Text segment:
- - -
Dada is the sun, Dada is the egg. Dada is the Police of the Police.

4/24/2005

The case against realism

In the literary/artistic sense, that is, not the philosophical/ metaphysical/ scientific sense.

André Breton, founding father of Surrealism, on realism in novels:

The case against the realistic attitude demands to be examined, following the case against the materialistic attitude. The latter, more poetic in fact than the former, admittedly implies on the part of man a kind of monstrous pride which, admittedly, is monstrous, but not a new and more complete decay. It should above all be viewed as a welcome reaction against certain ridiculous tendencies of spiritualism. Finally, it is not incompatible with a certain nobility of thought.

By contrast, the realistic attitude, inspired by positivism, from Saint Thomas Aquinas to Anatole France, clearly seems to me to be hostile to any intellectual or moral advancement. I loathe it, for it is made up of mediocrity, hate, and dull conceit. It is this attitude which today gives birth to these ridiculous books, these insulting plays ... An amusing result of this state of affairs, in literature for example, is the generous supply of novels. Each person adds his personal little "observation" to the whole ...

If the purely informative style ... is virtually the rule rather than the exception in the novel form, it is because, in all fairness, the author’s ambition is severely circumscribed. The circumstantial, needlessly specific nature of each of their notations leads me to believe that they are perpetrating a joke at my expense. I am spared not even one of the character’s slightest vacillations: will he be fairhaired? what will his name be? will we first meet him during the summer? So many questions resolved once and for all, as chance directs; the only discretionary power left me is to close the book, which I am careful to do somewhere in the vicinity of the first page. And the descriptions! There is nothing to which their vacuity can be compared; they are nothing but so many superimposed images taken from some stock catalogue, which the author utilizes more and more whenever he chooses; he seizes the opportunity to slip me his postcards, he tries to make me agree with him about the clichés:

The small room into which the young man was shown was covered with yellow wallpaper: there were geraniums in the windows, which were covered with muslin curtains; the setting sun cast a harsh light over the entire setting…. There was nothing special about the room. The furniture, of yellow wood, was all very old. A sofa with a tall back turned down, an oval table opposite the sofa, a dressing table and a mirror set against the pierglass, some chairs along the walls, two or three etchings of no value portraying some German girls with birds in their hands – such were the furnishings. (Dostoevski, Crime and Punishment)

I am in no mood to admit that the mind is interested in occupying itself with such matters, even fleetingly. It may be argued that this school-boy description has its place, and that at this juncture of the book the author has his reasons for burdening me. Nevertheless he is wasting his time, for I refuse to go into his room. Others’ laziness or fatigue does not interest me. ... And I would like it understood that I am not accusing or condemning lack of originality as such. I am only saying that I do not take particular note of the empty moments of my life, that it may be unworthy for any man to crystallize those which seem to him to be so. I shall, with your permission, ignore the description of that room, and many more like it ...
- - -
Listed entries:

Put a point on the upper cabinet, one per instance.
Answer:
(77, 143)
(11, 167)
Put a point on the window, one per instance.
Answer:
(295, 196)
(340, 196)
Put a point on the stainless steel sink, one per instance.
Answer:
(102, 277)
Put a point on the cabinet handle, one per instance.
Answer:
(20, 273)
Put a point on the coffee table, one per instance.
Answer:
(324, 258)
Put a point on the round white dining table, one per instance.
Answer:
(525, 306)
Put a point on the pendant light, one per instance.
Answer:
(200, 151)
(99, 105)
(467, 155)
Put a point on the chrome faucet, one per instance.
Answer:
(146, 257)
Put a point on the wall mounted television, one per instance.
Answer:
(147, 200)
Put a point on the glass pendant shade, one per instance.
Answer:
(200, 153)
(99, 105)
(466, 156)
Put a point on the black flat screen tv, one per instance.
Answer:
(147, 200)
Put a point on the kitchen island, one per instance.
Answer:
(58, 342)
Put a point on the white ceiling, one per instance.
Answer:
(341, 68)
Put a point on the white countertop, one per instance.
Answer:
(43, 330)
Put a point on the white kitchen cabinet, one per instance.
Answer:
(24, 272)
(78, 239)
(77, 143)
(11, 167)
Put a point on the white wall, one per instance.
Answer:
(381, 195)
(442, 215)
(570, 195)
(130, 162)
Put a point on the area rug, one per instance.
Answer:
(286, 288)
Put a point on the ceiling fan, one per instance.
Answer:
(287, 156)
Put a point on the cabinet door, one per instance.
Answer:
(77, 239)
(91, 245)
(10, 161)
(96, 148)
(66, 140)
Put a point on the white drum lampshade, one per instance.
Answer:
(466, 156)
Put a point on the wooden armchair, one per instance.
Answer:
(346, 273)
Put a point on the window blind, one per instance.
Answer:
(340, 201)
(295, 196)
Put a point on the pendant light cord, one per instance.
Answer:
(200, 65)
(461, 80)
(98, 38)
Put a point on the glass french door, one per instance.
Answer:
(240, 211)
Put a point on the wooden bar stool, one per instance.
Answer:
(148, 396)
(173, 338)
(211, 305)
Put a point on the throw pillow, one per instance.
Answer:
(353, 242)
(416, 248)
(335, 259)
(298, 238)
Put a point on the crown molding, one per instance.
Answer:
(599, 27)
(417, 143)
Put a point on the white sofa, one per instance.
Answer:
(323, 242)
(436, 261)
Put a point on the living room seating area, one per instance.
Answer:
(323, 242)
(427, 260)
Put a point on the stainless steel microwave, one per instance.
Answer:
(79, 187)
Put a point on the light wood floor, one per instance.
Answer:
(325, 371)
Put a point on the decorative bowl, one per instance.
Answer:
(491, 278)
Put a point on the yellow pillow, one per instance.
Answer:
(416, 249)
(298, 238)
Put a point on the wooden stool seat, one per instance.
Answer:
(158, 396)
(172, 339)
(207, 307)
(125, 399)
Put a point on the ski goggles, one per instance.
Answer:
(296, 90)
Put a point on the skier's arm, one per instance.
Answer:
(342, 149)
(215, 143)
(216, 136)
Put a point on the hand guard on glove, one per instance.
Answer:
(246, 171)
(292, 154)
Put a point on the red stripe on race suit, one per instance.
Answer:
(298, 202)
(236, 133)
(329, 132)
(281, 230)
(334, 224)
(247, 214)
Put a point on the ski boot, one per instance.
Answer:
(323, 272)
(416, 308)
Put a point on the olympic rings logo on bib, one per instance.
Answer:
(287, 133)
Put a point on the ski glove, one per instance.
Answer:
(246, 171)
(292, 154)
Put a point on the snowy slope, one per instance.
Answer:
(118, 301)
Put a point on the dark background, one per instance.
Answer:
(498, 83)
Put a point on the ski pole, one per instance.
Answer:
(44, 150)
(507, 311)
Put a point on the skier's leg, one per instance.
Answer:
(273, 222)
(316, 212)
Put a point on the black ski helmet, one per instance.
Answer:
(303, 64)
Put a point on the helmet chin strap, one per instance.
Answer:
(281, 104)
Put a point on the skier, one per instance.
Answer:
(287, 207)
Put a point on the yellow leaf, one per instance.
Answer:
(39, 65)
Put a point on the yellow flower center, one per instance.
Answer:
- - -
Set of tasks:
(a) In the text on realism, rewrite the paragraph beginning "By contrast, the realistic attitude" in two or three shorter sentences that keep its main points.
(b) In the text on realism, which novel does the quoted description of the small room come from?
(c) Decide whether each statement agrees with the text on realism. Answer yes or no, and quote the words from the text that settle it.
(i) Breton says the realistic attitude is inspired by positivism.
(ii) Breton condemns lack of originality as such.
(iii) The furniture in the quoted room was new.

Per-task outputs:
(a) Breton sees the realistic attitude, inspired by positivism from Saint Thomas Aquinas to Anatole France, as hostile to any intellectual or moral advancement. He loathes it for its mediocrity, hate, and dull conceit. He blames it for ridiculous books, insulting plays, and a generous supply of novels in which each person adds a personal little "observation."

(b) It comes from Dostoevski's Crime and Punishment.

(c)
(i) Yes: "the realistic attitude, inspired by positivism"
(ii) No: "I am not accusing or condemning lack of originality as such"
(iii) No: "The furniture, of yellow wood, was all very old."